::: GIVEN RECORDS

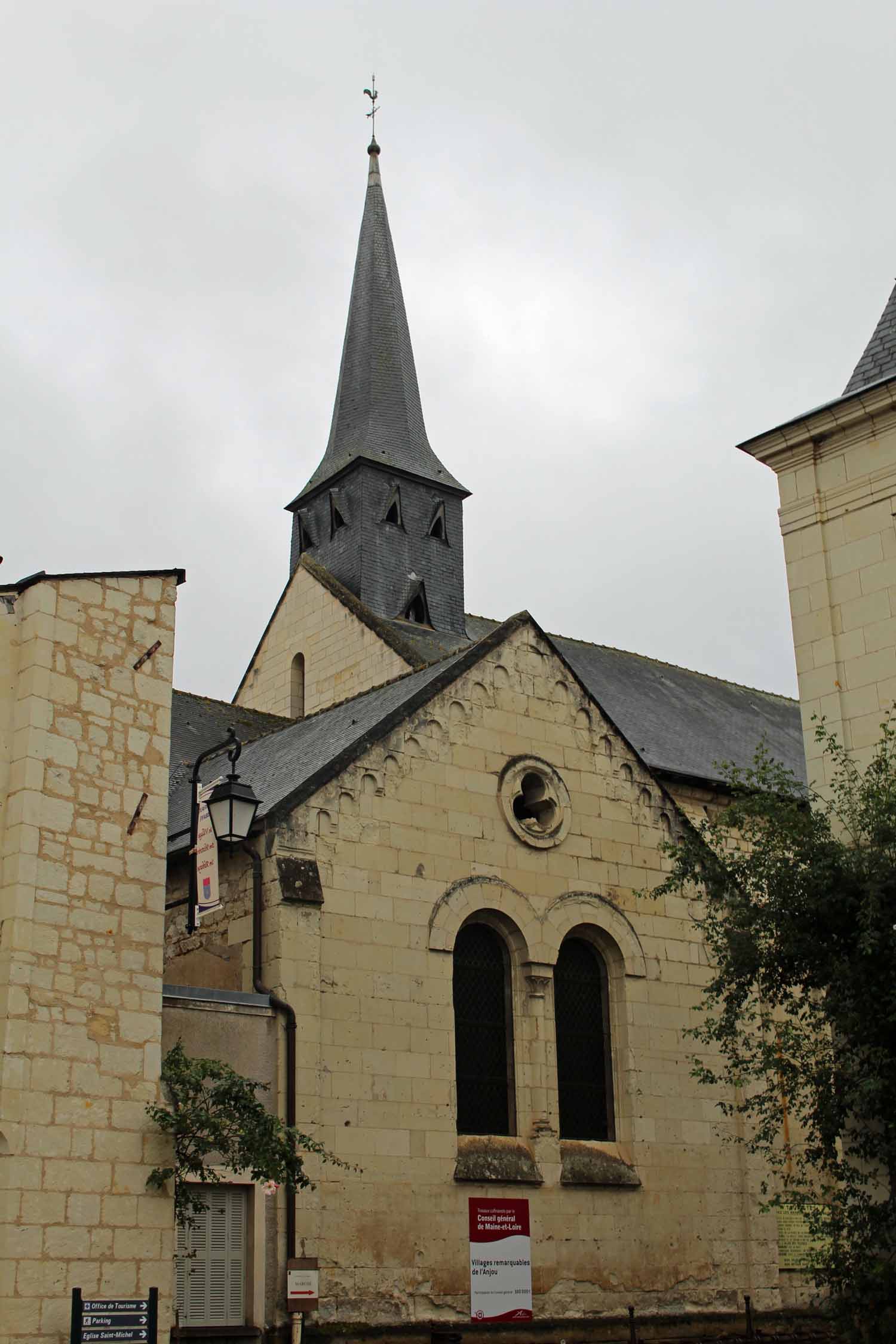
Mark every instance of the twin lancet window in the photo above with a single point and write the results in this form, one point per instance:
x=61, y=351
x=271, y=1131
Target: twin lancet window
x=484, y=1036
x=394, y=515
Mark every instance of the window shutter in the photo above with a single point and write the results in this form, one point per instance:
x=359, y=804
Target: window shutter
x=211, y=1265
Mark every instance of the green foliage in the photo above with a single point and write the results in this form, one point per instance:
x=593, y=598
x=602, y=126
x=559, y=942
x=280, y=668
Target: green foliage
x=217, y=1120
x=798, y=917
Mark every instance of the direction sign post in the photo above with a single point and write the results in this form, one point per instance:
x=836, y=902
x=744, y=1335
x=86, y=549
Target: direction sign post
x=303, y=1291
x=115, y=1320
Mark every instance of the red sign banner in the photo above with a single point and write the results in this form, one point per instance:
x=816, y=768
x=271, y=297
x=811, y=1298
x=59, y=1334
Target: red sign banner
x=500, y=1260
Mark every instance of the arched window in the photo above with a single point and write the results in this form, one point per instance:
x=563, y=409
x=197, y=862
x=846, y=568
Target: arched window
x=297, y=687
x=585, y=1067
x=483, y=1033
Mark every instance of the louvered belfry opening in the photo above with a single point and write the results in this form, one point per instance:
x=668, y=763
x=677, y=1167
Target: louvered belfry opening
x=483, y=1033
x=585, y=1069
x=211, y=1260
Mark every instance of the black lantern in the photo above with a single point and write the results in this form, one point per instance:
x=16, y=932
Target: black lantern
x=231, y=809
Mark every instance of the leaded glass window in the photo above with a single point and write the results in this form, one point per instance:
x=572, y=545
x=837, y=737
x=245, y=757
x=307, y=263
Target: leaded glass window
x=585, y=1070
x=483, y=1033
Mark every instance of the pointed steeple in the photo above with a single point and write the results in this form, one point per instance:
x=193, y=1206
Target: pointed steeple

::::::

◆ EXERCISE DIRECTIONS ◆
All lines from the listing above that include "pointed" should be shown.

◆ ANSWER TO THIS TASK ◆
Mark every instance of the pointed steeple in the photo above with a single point and write the results in this form, one point per instance:
Target: pointed steeple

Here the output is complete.